▸ **RECORD EXCERPTS**:
============

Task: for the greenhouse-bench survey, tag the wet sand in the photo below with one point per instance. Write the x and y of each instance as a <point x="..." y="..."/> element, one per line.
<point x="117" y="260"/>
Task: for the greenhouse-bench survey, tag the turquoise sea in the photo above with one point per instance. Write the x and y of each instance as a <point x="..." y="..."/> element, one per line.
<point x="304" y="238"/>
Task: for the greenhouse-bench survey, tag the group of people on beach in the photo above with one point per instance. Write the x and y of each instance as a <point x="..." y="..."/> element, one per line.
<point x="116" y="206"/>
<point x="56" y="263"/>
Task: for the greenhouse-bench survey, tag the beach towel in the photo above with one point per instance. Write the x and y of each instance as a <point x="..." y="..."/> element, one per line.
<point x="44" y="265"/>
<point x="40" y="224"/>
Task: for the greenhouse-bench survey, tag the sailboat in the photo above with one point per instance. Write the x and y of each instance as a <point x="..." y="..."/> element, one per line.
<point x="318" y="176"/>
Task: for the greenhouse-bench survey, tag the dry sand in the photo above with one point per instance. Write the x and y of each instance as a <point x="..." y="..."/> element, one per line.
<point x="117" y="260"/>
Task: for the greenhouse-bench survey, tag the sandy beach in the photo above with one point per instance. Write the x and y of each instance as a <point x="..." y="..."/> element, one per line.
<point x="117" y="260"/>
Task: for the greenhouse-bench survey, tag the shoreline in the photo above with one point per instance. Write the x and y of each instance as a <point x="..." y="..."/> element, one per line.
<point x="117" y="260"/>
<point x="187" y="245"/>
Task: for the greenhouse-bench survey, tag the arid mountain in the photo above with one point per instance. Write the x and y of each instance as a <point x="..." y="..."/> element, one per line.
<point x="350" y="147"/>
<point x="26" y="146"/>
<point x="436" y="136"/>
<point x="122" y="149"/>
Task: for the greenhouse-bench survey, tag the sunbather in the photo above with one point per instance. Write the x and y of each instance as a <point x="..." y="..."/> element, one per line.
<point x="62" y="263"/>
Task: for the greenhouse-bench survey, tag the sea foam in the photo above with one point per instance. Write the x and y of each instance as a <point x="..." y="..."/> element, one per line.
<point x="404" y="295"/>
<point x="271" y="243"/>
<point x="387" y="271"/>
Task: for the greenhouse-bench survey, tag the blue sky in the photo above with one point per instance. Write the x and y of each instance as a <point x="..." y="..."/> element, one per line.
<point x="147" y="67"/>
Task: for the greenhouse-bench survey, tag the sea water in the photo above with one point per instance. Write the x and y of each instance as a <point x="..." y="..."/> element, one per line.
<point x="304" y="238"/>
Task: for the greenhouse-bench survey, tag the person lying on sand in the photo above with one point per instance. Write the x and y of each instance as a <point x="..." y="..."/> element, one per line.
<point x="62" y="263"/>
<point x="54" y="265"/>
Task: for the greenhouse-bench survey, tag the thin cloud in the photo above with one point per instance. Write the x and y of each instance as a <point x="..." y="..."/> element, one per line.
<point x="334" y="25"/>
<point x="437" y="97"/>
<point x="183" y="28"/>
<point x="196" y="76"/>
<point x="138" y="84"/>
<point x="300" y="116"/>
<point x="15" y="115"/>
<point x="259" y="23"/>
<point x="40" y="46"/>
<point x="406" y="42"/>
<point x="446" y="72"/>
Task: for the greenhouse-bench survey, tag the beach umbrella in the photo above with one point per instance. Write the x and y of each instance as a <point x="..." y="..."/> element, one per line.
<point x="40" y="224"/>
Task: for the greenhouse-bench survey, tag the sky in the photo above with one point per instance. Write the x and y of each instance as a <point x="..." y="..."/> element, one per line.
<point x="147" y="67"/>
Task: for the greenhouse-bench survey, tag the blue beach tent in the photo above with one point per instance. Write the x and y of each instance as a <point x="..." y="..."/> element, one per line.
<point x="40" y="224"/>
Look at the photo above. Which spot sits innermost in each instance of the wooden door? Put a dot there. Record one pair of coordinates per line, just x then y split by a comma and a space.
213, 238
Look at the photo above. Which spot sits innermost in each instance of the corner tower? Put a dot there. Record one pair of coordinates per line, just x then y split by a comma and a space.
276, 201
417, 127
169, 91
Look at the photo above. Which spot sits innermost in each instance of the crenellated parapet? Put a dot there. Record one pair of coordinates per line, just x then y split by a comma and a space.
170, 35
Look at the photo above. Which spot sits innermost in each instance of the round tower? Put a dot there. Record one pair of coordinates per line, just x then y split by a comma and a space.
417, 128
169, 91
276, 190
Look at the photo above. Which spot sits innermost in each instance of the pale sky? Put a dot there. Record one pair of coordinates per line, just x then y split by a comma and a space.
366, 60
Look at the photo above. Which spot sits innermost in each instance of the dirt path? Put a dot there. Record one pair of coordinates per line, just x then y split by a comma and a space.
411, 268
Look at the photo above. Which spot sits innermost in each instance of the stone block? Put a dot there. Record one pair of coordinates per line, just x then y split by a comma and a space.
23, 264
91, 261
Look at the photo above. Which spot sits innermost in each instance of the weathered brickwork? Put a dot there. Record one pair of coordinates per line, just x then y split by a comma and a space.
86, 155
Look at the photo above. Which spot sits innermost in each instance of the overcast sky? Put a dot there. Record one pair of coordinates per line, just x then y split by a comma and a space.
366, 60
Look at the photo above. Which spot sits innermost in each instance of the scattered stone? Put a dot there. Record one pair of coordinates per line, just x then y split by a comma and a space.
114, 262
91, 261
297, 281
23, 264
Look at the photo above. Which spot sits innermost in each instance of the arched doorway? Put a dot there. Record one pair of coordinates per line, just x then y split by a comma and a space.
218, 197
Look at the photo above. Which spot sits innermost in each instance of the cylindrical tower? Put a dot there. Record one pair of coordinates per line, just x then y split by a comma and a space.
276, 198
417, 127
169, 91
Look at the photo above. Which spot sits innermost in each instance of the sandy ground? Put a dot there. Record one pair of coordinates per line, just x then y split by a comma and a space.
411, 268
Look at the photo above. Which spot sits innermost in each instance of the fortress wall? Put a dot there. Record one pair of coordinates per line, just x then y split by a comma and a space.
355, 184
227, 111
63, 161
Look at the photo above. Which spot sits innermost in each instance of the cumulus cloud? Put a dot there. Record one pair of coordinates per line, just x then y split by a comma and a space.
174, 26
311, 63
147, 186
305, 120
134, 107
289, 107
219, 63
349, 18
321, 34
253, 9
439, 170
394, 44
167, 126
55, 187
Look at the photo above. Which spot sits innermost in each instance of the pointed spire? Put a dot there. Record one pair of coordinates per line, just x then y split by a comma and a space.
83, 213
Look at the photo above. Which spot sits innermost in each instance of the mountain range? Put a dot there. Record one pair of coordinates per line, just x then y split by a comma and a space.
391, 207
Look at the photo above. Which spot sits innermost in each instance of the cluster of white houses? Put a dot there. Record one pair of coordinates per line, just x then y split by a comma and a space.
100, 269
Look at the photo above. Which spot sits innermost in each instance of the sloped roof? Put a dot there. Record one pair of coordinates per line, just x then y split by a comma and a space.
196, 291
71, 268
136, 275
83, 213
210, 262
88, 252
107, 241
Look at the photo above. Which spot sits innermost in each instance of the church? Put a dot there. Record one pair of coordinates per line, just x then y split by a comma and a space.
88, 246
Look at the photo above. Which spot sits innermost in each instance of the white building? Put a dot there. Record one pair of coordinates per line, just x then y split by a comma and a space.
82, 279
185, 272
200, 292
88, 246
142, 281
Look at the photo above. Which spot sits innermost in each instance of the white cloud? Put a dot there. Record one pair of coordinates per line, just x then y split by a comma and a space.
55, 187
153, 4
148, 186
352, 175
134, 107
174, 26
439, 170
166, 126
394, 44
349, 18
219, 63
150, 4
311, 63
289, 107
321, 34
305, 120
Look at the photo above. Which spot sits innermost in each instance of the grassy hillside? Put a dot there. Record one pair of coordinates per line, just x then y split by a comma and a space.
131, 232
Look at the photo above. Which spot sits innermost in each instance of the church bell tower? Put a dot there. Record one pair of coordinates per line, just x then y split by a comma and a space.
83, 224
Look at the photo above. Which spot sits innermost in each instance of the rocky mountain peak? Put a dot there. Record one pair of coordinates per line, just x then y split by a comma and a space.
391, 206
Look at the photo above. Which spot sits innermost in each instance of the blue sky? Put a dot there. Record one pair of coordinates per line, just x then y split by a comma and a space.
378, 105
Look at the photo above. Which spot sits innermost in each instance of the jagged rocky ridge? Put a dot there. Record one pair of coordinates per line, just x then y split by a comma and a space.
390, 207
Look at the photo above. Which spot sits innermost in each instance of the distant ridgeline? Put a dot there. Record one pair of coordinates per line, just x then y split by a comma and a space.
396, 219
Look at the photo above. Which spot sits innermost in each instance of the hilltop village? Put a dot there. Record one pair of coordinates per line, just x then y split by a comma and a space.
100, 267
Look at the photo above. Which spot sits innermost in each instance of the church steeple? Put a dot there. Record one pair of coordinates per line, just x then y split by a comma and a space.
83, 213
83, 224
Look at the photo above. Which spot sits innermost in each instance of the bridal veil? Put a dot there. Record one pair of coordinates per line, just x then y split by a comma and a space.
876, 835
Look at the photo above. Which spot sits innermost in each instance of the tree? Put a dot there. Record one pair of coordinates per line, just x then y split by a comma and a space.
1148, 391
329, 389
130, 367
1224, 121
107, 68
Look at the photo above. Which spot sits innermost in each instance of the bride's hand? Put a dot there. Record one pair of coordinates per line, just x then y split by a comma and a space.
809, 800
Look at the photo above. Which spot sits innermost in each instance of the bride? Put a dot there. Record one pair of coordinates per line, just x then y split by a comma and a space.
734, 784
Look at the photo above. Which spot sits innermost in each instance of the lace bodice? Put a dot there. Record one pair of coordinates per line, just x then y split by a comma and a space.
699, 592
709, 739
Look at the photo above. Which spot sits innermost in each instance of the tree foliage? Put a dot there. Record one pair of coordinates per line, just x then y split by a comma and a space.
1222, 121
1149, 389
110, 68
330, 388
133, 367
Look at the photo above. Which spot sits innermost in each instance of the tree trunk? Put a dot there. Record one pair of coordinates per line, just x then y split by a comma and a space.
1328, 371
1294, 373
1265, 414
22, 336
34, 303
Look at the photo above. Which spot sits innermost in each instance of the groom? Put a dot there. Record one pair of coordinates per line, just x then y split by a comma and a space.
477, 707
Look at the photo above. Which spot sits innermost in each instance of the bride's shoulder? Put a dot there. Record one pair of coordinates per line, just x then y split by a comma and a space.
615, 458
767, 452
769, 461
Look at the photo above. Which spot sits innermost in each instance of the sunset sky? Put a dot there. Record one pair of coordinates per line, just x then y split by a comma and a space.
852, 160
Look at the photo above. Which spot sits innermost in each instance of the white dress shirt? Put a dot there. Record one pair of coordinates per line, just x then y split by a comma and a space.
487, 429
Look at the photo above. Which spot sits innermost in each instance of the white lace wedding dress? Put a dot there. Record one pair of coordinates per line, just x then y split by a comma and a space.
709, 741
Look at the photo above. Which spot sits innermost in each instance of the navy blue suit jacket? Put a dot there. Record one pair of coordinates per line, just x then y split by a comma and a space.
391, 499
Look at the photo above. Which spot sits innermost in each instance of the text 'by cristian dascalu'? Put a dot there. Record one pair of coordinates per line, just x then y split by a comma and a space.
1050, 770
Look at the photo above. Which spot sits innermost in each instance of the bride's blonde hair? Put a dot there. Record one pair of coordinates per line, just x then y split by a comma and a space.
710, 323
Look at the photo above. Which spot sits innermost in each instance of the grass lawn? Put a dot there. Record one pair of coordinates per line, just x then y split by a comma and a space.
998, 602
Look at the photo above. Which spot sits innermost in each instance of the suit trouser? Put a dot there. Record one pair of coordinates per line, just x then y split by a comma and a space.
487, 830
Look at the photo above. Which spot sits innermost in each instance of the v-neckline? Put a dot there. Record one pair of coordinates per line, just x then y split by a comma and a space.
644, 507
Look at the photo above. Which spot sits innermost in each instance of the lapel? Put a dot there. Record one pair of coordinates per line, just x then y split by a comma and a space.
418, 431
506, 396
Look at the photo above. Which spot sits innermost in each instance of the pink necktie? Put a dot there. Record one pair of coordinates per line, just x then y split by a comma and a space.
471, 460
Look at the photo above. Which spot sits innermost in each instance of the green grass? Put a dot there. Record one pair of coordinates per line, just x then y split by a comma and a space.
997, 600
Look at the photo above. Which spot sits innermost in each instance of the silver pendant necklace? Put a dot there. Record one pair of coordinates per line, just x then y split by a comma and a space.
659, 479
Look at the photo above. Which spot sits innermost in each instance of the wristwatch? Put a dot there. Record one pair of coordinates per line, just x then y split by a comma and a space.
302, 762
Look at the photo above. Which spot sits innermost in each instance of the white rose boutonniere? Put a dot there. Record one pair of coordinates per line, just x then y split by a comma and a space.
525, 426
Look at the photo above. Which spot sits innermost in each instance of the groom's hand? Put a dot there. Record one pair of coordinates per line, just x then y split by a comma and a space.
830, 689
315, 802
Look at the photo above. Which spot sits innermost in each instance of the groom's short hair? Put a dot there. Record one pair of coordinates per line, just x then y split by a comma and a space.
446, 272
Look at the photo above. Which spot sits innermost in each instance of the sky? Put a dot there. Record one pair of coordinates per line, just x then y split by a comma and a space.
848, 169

============

▸ **OBJECTIVE**: Please render the lines of the records as a JSON list of strings, one string per line with blank lines left out, starting at the line that contains "the groom's short" and ending at the last line of the records.

▸ **FULL ANSWER**:
[
  "Look at the photo above. Which spot sits innermost in each instance of the groom's short hair? Put a dot there. Record one pair of coordinates per line, just x then y split by a comma and a space.",
  "446, 272",
  "Look at the photo above. Which spot sits innermost in each instance of the sky? Put a dot there. Record one pair of coordinates per line, just x then y split by a comma and a space.",
  "848, 169"
]